## ACTIVITY 1
According to the article on companies and clean energy, how many landfill-free facilities does General Motors now have around the world?
## ACTIVITY 2
Pick up the article on companies and clean energy after its last sentence and continue it.
-- DOCUMENT EXTRACT follows --
Renewable Energy Group (REGI) has been finding supporters, including a stock market analyst making annual recommendations to Renewable Energy World. The company has becomes a leading producer and seller of biomass-based diesel in the U.S. Turbulence over renewable fuel standard credits and low oil prices have hurt the company and many others, though the company’s fuel and stock prices are finding more backers in the market. The company is also doing well through a Services department that provides facility management and operational services to biofuel and cleantech facilities.

Several major automakers and their supply chain partners have been working on using less energy and water in their factories and other facilities. Ford just made the World’s Most Ethical Companies for the eighth year. The automaker was acknowledged for making Partnership for a Cleaner Environment (PACE) part of its ethics and sustainability drive. That program was set up to encourage sustainability practices, including water and energy conservation, throughout its global supply chain. General Motors (GM) now has 122 landfill-free facilities around the world that recycle, reuse or convert to energy all waste from daily operations, about three fourths of which are manufacturing plants. The company has committed to using 100% renewable energy by 2050.

Last year, Toyota Motor Corp. (TM) launched a six-phase sustainability initiative through 2050. Along with clean energy and water efficiency, the company says that 100% percent of its new vehicles sold that year will be zero emission.

Tech companies like Apple, Google, and Facebook have gained a lot of backing supporting their share prices. They’re also heavily engaged in powering their facilities with clean energy, as detailed in a 2GreenEnergy blog post. Apple and Facebook clouds are powered by renewable energy. Amazon’s web service, which hosts Amazon.com, Pinterest, Netflix, Spotify, and many other major websites, said it will utilize 100% clean energy for its global network.

You can also take a look at Cleantech Group’s list of companies and weightings for those included in the Cleantech Index. There are no automakers on the list, but a few suppliers and tech companies are being followed including Siemens, ABB, Schneider Electric, Johnson Controls, Borg Warner, Trimble Navigation, Intertek Group, and engineering firm Ricardo.
-- DOCUMENT EXTRACT concluded --
-- INFORMATION GIVEN follows --
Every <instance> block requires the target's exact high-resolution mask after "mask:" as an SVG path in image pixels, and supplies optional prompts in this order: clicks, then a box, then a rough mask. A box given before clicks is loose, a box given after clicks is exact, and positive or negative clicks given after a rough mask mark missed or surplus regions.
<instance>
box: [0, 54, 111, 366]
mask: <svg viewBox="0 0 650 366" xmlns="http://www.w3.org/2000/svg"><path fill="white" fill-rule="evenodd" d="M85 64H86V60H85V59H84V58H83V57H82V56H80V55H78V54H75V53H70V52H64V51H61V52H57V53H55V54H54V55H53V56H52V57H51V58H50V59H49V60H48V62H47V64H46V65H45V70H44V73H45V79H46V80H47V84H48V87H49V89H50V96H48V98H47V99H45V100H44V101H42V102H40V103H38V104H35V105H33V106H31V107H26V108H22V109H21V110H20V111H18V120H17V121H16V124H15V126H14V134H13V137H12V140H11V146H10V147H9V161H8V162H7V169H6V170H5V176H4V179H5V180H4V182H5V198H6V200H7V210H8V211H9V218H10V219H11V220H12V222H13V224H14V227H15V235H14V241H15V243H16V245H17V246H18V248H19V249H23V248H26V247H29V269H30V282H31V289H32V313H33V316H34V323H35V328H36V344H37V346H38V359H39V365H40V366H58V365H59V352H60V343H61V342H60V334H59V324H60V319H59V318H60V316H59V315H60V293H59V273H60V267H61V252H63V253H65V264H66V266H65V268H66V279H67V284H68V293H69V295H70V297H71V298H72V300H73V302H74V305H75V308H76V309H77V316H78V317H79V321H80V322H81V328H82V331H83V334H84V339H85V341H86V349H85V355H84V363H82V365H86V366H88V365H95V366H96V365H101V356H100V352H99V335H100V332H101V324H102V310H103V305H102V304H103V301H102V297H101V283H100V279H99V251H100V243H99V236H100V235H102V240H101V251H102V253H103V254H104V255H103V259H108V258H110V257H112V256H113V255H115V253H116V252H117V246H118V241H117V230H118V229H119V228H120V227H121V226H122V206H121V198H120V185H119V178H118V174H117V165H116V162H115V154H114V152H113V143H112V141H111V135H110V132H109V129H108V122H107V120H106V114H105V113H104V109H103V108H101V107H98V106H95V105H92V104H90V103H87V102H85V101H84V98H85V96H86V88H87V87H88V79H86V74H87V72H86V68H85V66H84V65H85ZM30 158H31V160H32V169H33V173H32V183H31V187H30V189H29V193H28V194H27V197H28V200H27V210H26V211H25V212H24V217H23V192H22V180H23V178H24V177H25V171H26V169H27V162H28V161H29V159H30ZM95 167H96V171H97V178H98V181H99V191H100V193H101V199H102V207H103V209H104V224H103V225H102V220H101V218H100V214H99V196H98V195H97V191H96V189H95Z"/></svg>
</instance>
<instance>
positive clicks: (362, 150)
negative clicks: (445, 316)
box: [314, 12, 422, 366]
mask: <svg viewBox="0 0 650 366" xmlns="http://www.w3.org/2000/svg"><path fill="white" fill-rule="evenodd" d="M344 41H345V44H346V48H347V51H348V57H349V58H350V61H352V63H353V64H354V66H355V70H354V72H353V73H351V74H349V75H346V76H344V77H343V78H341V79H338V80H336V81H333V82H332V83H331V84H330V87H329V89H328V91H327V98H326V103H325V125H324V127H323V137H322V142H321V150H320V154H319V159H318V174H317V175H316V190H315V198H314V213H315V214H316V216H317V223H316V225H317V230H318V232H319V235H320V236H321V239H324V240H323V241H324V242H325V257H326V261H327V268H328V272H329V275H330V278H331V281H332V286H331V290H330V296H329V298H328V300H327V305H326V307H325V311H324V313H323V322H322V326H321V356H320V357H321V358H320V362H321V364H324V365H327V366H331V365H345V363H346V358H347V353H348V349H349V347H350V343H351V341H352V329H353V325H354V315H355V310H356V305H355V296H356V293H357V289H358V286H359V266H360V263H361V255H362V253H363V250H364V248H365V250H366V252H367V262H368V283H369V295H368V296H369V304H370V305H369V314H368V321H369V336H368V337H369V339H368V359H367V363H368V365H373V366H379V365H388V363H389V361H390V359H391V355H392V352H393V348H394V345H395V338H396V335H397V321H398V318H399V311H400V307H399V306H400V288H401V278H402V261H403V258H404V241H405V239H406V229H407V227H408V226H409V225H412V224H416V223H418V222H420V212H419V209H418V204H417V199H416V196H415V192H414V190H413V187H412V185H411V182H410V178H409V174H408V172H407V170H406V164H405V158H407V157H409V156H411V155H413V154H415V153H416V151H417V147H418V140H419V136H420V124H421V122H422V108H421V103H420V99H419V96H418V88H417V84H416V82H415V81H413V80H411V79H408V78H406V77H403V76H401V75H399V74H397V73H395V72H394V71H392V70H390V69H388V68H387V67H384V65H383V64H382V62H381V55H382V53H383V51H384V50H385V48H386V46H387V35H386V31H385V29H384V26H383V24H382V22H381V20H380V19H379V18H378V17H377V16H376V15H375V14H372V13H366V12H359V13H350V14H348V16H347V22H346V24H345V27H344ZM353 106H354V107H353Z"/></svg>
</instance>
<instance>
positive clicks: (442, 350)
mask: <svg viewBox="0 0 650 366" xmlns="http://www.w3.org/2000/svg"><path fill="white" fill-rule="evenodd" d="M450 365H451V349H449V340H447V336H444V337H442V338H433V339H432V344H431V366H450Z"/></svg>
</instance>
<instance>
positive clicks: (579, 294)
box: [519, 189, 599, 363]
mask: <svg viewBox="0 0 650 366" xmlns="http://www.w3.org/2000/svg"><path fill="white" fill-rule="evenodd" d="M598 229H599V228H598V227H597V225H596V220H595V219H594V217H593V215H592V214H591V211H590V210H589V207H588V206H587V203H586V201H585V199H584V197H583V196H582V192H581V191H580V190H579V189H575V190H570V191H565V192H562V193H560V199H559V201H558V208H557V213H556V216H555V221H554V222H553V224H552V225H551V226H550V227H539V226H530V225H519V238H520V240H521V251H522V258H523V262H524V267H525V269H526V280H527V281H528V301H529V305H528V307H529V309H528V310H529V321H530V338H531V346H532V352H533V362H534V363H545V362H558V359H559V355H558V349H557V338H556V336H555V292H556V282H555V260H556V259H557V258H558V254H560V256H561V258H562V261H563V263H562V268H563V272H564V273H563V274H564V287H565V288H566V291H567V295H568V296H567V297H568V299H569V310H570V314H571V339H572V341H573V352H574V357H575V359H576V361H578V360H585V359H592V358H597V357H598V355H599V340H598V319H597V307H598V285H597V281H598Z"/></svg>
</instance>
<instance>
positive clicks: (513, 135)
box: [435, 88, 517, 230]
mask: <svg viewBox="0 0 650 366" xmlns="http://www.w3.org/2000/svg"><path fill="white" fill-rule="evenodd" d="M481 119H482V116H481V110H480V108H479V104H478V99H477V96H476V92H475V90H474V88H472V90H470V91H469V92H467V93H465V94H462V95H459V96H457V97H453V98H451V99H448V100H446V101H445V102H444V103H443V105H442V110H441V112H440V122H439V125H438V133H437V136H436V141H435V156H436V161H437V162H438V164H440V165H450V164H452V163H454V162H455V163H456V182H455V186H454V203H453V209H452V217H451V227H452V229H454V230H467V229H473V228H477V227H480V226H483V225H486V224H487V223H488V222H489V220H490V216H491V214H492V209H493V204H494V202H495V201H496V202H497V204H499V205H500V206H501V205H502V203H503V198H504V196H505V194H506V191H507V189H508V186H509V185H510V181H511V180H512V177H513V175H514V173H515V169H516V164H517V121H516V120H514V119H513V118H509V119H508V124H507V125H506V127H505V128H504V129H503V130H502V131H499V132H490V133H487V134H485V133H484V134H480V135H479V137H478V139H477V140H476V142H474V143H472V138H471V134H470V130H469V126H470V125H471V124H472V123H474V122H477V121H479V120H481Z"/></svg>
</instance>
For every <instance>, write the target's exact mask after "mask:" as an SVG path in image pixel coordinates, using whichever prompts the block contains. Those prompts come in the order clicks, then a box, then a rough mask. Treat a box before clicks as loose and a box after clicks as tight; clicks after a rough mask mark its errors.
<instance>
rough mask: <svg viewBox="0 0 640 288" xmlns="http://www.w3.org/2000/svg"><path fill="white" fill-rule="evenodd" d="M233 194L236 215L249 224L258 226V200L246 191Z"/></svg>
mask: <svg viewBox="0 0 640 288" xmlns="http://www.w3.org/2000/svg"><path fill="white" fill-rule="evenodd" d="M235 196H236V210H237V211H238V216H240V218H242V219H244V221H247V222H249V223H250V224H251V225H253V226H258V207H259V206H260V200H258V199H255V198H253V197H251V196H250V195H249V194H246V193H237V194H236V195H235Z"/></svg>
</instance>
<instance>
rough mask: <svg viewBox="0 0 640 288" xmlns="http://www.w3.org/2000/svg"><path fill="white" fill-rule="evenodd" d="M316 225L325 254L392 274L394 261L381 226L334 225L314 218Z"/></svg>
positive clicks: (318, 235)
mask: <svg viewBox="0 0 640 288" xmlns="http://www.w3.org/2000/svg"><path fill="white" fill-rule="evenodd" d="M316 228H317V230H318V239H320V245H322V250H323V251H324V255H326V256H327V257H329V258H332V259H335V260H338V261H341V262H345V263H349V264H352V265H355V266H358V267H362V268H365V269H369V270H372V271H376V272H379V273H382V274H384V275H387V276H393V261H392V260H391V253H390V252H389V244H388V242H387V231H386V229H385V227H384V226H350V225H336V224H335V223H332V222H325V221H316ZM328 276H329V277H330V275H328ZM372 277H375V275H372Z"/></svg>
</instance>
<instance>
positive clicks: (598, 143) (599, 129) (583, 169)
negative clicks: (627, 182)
-- INFORMATION GIVEN concluded --
## RESPONSE AREA 1
122

## RESPONSE AREA 2
Tesla has been wise to tap into just about every imaginable source of funding out there, short of crowdfunding (unless you want to put the $1,000 down payments for the Model 3 in that category). The electric carmaker took a Department of Energy loan that it paid back early. Its stock market value continues to be strong with Musk continuing to be the largest shareholder in the company.

Musk has said that Tesla could likely have disappeared if it weren’t for significant investments made by global automakers Daimler and Toyota in 2009 and 2010. Both of these companies have sold their shares in Tesla for excellent profits. They did tap into Tesla’s electric drive system for some of their first steps into electric vehicles before ending the partnerships.

Like many automakers, China will be a vital growth more for Tesla in the future. Musk had said China will someday become Tesla’s largest market, and the company just reported making $1 billion sales last year in that market.

A Chinese company has also become one of the largest investors in Tesla. Chinese tech giant Tencent Holdings just invested $1.78 billion, or about 8.2 million shares, making it Tesla’s fifth-largest shareholder. The first four largest shareholders are Musk and investment companies Fidelity, Baillie Gifford, and T. Rowe Price.

Tesla needs strong cash flow to get the Model 3 launched in high volume. Tencent wants to diversify its portfolio and is a big believer in how sizable EVs and the charging infrastructure will be. The company has been investing in Chinese EV startups. One of these, NextEV, also has a U.S. office near Tesla’s Palo Alto, Calif., headquarters, and is committed to rolling out an electric supercar that will be Tesla-competitive.